TASK OBJECTIVE:
Scale the data below: reproduce every line, requests included, with each coordinate value in the answers multiplied by 2.05 and rounded to a whole number, halves rounding up.

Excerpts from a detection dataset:

++++++++++

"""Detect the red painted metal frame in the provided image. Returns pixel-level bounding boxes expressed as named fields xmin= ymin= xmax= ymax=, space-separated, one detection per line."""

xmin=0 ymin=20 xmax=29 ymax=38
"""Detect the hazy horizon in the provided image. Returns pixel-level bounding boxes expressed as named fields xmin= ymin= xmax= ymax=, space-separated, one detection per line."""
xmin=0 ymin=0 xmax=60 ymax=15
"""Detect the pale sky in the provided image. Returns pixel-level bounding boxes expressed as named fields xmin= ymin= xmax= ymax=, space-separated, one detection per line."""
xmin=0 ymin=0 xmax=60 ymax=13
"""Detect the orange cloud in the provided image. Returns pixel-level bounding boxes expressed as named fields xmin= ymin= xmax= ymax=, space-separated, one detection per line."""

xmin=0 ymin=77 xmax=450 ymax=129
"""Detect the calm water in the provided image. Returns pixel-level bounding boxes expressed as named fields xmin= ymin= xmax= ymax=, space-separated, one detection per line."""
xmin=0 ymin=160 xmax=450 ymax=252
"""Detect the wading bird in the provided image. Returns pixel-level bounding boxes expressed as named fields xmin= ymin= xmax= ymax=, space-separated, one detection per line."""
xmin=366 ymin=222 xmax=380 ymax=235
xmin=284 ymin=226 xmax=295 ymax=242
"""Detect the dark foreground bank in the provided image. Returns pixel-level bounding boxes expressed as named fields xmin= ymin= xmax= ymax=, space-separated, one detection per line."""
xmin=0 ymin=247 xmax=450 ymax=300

++++++++++

ANSWER TO THIS TASK:
"""Detect the red painted metal frame in the provided image. Returns pixel-level bounding boxes expressed as named fields xmin= ymin= xmax= ymax=, space-separated, one detection per line."""

xmin=0 ymin=41 xmax=59 ymax=78
"""Detect the hazy horizon in the provided image. Returns pixel-level bounding boxes expressed as named fields xmin= ymin= xmax= ymax=, space-separated, one detection per line."""
xmin=0 ymin=0 xmax=123 ymax=31
"""Detect the pale sky in the provided image. Returns pixel-level bounding boxes expressed as named fields xmin= ymin= xmax= ymax=, space-separated, one detection per line."""
xmin=0 ymin=0 xmax=123 ymax=27
"""Detect the orange cloud in the provided image. Returns pixel-level bounding boxes expressed as named fields xmin= ymin= xmax= ymax=, space-separated, one detection per line."""

xmin=0 ymin=158 xmax=923 ymax=264
"""Detect the calm water in the provided image. Returns pixel-level bounding boxes expressed as named fields xmin= ymin= xmax= ymax=, space-separated, one detection per line."""
xmin=0 ymin=328 xmax=923 ymax=517
"""Detect the wading bird in the provided image. Returns pixel-level bounding boxes expressed as named fields xmin= ymin= xmax= ymax=, space-separated, one detection per line."""
xmin=750 ymin=455 xmax=779 ymax=482
xmin=582 ymin=463 xmax=605 ymax=496
"""Detect the dark foreground bank in the provided image. Returns pixel-level bounding boxes expressed as named fields xmin= ymin= xmax= ymax=, space-separated, one detection per line."""
xmin=0 ymin=506 xmax=923 ymax=615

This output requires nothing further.